▶ _Testo fornito_
L’indebitamento legato alla crisi climatica spaventa tutti, ma per alcuni paesi la questione è piuttosto urgente. Non solo per i piccoli stati insulari minacciati dall’innalzamento del livello del mare, ma anche per quei paesi in via di sviluppo che rischiano di annegare in una marea di debiti.

L’architettura fiscale globale non è pronta a reggere gli stress climatici del 21° secolo. Servono quindi nuovi strumenti finanziari per contrastare l'impatto economico di alluvioni, incendi e disastri naturali.

Rafforzare la resilienza finanziaria dei paesi asiatici più vulnerabili è uno degli obiettivi dell’Asian Development Bank − banca multilaterale di sviluppo con sede a Mandaluyong, nelle Filippine − che a Milano, dal 4 al 7 maggio, ha organizzato il suo 58° meeting annuale.

▶ _Elenco fornito_
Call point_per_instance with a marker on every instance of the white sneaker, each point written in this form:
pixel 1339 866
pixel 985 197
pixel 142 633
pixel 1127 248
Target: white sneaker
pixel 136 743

▶ _Compiti assegnati_
1. Citi dal testo fornito il passo che inizia con "L’architettura fiscale globale" e prosegue fino a "e disastri naturali.".
2. Secondo il testo fornito, di quali eventi servono nuovi strumenti finanziari per contrastare l'impatto economico? Li elenchi tutti.
3. In base al testo fornito, dove ha sede l'Asian Development Bank?
L'elenco non ha alcun ruolo in quanto richiesto.

▶ _Risposte attese_
1.
L’architettura fiscale globale non è pronta a reggere gli stress climatici del 21° secolo. Servono quindi nuovi strumenti finanziari per contrastare l'impatto economico di alluvioni, incendi e disastri naturali.

2. Alluvioni, incendi, disastri naturali.

3. A Mandaluyong, nelle Filippine.